DIRECTIVE: Retype the following records exactly, line for line.

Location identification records

◇ ◇ ◇ ◇

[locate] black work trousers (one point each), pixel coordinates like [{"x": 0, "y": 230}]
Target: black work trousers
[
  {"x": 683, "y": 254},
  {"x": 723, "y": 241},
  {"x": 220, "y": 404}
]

◇ ◇ ◇ ◇

ANSWER FOR THE TASK:
[locate] black work trousers (one point each), pixel coordinates like [{"x": 0, "y": 230}]
Target: black work trousers
[
  {"x": 683, "y": 254},
  {"x": 723, "y": 241},
  {"x": 220, "y": 404}
]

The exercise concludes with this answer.